> EXTRACT TO READ:
That he's got dead right.
Sunday, June 08, 2008
Iran Complains to UN Security Council about Israel's Threat
Hana Levi Julian and Hillel Fendel
Iran appealed to the United Nations Security Council on Saturday for protection from Israel after Transportation Minister Sha'ul Mofaz commented that Israel would move to end the nuclear threat if necessary.
The former Defense Minister was quoted Friday in the Hebrew-language Yediot Acharonot newspaper as saying that military action might necessary in order to stop Iran's from achieving nuclear power."If Iran continues with its program for developing nuclear weapons, we will attack it," Mofaz said simply. "The sanctions are ineffective. Attacking Iran in order to stop its nuclear plans will be unavoidable."
The threat is not new, however. In a meeting with US Secretary of State Condoleezza Rice exactly one year ago, Mofaz suggested that Israel might use military force against Iran. "If sanctions don't work within half a year," Mofaz said, "we will have to consider other ways, including the military option."
Mofaz Blamed for Soaring Oil Prices
Mofaz's words drew criticism and reactions from several angles. Globes reported that American analysts blamed Mofaz's threats for record oil prices, with rates reaching $138 a barrel. The thinking is that his words reminded the oil market participants of the fear of war in the Middle East.
MK Yuval Shteinitz (Likud) accused Mofaz of irresponsibility. "It is sad that the political needs of Mofaz and Olmert cause them to unleash the sharpness of their tongues regarding issues that should remain quiet," he said.
Deputy Defense Minister Matan Vilnai (Labor) similarly said, "The worst thing is when narrow political interests affect strategic issues of the first-degree."
White House spokesperson Donna Perino said, "The U.S. understands Israel's concern regarding the Iranian nuclear program," but said that President Bush remains committed to a diplomatic solution "without ever having removed any other options from consideration."
IAEA Responds, Admits Iran is Uncooperative
The head of the UN's International Atomic Energy Agency (IAEA), Mohammed El-Baradei, had indirect criticism for Mofaz - as well as the Islamic Republic. El-Baradei told the German Der Spiegel newspaper that "with unilateral military actions, countries are undermining international agreements... We are at a historic turning point."
The head of the nuclear watchdog agency noted, however, that "the readiness of Iran's side to cooperate leaves a lot to be desired." He added that the Iranian government "is sending a message to the entire world: We can build a bomb in a relatively short time."
Sanctions Not Working
International sanctions against the Islamic Republic have failed to impact the country's uranium enrichment program, which continues apace despite a UN Security Council mandate demanding Iran cease its nuclear development activities.
Israel, the US and a number of other nations are convinced the Islamic Republic is engaged in building a nuclear weapon, which Jerusalem believes would be used to annihilate the Jewish State.
Iran Complains Against Israel
"Such a dangerous threat against a sovereign state and a member of the United Nations constitutes a manifest violation of international law and contravenes the most fundamental principles of the Charter of the United Nations, and thus, requires a resolute and clear response on the part of the United Nations, particularly the Security Council," read Iran's complaint to Secretary-General Ban Ki-Moon.
The letter, released Saturday by Iranian UN Ambassador Mohammad Khazaee, said that Israel "poses the most immediate and serious threat that the world and the region are facing."
Iranian President Mahmoud Ahmadinejad has vowed repeatedly to "wipe the Zionist entity off the map," most recently during a June 2 speech in which he promised Israel "will soon disappear off the geographical scene."

> RECORDS PROVIDED:
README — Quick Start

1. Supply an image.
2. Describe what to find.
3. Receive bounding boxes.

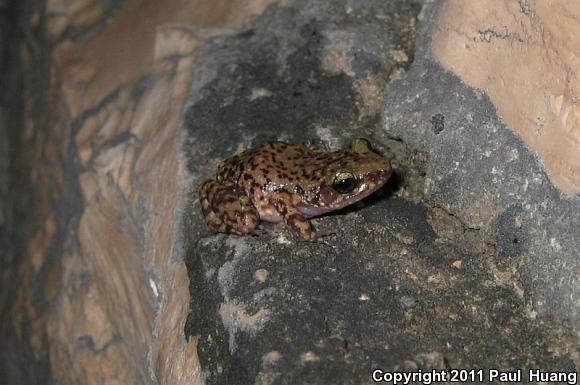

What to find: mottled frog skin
[199,138,392,242]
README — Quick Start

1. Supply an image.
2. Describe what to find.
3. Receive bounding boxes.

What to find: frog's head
[301,138,392,217]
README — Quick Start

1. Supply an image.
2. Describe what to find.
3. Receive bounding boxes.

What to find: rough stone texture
[0,0,269,384]
[184,0,580,384]
[0,0,580,384]
[432,0,580,197]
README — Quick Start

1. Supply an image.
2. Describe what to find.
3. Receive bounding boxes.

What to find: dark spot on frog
[431,114,445,135]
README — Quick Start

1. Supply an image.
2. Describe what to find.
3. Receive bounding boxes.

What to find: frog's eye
[332,171,356,194]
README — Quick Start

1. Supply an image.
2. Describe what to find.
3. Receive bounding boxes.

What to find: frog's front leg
[270,193,329,244]
[199,180,260,235]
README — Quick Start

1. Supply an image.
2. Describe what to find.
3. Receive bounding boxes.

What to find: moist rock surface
[184,1,580,384]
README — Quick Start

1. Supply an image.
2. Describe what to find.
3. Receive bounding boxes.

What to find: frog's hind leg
[199,180,260,235]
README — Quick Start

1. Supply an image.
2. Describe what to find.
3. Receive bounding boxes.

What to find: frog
[199,138,392,244]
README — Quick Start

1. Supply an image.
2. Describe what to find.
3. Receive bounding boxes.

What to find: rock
[184,1,580,384]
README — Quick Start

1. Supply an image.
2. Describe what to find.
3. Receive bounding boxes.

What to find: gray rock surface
[184,0,580,384]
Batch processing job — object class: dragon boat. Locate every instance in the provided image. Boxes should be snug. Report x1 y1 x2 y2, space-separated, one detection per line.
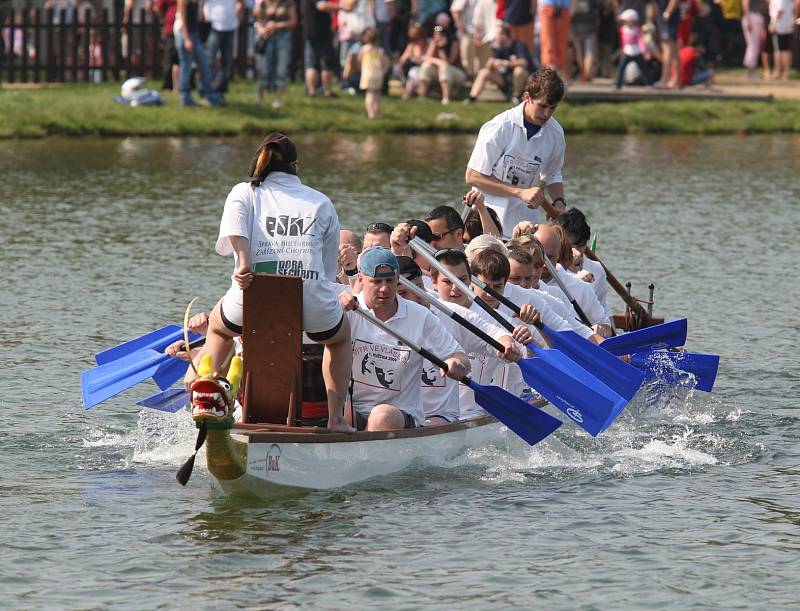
183 274 507 498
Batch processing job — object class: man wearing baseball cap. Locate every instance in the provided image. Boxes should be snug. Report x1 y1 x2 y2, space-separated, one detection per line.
342 247 469 431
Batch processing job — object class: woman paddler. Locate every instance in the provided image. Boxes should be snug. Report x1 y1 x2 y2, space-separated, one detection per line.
185 132 355 432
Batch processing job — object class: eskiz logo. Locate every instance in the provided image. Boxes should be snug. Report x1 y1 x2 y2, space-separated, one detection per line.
267 443 281 474
266 214 317 238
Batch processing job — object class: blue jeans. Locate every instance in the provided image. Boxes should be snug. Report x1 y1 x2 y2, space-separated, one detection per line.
256 30 292 89
206 28 236 93
175 32 220 106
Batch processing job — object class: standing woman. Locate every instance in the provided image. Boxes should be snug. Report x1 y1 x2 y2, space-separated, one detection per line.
742 0 769 79
253 0 297 108
173 0 220 106
184 132 353 432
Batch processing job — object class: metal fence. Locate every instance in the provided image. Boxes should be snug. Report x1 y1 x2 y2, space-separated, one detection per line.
0 6 249 83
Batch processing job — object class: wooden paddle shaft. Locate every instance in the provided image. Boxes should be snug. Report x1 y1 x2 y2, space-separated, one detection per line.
542 200 648 321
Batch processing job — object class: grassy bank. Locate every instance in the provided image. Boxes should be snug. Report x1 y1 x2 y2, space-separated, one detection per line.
0 83 800 138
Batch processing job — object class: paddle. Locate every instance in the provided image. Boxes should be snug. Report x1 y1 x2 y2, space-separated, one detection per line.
94 325 183 365
600 318 687 355
472 277 644 400
631 350 719 392
355 308 561 445
410 238 628 437
136 390 189 414
81 337 205 409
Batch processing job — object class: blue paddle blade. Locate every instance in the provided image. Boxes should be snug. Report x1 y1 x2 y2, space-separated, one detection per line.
94 325 185 365
467 380 561 445
136 388 189 414
544 327 644 401
81 350 171 409
517 348 628 437
153 358 189 390
631 350 719 392
600 318 687 355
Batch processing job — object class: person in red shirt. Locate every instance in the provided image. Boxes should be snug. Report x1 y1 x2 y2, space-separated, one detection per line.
678 34 714 87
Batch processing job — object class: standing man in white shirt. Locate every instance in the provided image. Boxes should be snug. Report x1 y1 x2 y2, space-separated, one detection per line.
465 66 566 239
203 0 244 96
340 246 469 431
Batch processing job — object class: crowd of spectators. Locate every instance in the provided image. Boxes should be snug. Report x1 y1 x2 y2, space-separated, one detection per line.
0 0 800 103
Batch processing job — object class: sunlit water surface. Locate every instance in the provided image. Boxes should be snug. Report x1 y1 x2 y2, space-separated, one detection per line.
0 136 800 609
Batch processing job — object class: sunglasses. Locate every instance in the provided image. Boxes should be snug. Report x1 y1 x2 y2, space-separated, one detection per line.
433 248 467 261
367 223 392 233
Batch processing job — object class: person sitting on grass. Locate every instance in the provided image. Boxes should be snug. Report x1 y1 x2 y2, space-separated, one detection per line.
358 28 389 119
465 24 536 104
678 33 714 87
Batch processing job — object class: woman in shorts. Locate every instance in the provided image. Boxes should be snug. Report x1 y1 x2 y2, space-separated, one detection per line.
185 132 353 432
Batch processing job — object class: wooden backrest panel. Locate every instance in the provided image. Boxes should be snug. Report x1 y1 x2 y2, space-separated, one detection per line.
242 274 303 424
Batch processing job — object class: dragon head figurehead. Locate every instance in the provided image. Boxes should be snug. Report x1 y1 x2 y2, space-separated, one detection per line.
191 354 243 424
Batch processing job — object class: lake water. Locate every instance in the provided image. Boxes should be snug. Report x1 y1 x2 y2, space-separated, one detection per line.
0 135 800 609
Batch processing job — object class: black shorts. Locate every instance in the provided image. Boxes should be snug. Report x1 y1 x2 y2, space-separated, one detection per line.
303 36 339 72
353 410 417 431
306 314 344 342
775 34 792 51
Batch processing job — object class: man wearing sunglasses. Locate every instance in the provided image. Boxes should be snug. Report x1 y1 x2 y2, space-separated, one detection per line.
464 66 566 239
362 223 392 250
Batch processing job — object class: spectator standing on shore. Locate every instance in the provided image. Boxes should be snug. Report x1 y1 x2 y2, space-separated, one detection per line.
358 28 389 119
502 0 536 54
467 24 536 104
539 0 572 74
253 0 297 108
742 0 769 79
300 0 339 98
156 0 180 93
769 0 795 81
614 8 653 89
122 0 153 69
572 0 603 82
417 25 467 105
464 66 566 239
203 0 244 98
173 0 220 106
679 34 714 87
656 0 681 89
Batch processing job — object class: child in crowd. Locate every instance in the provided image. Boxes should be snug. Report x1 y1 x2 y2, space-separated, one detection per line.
678 33 714 87
614 8 653 89
358 28 389 119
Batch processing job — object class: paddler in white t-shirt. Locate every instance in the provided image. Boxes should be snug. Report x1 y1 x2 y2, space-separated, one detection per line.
464 66 566 239
342 247 469 431
184 132 353 432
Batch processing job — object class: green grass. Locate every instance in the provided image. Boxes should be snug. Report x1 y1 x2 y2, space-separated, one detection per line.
0 82 800 138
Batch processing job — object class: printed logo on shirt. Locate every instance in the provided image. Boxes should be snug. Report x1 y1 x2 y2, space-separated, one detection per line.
266 214 317 238
422 361 446 388
503 155 542 187
353 339 411 392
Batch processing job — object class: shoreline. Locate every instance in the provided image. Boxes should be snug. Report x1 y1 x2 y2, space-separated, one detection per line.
0 81 800 140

> THE PROBLEM: In the report on Iran's complaint to the UN, copy the passage that begins at the words "The head of the nuclear" and ends after "the Jewish State.", swapping each "Islamic Republic" for "Iranian state".

> WRITTEN ANSWER:
The head of the nuclear watchdog agency noted, however, that "the readiness of Iran's side to cooperate leaves a lot to be desired." He added that the Iranian government "is sending a message to the entire world: We can build a bomb in a relatively short time."
Sanctions Not Working
International sanctions against the Iranian state have failed to impact the country's uranium enrichment program, which continues apace despite a UN Security Council mandate demanding Iran cease its nuclear development activities.
Israel, the US and a number of other nations are convinced the Iranian state is engaged in building a nuclear weapon, which Jerusalem believes would be used to annihilate the Jewish State.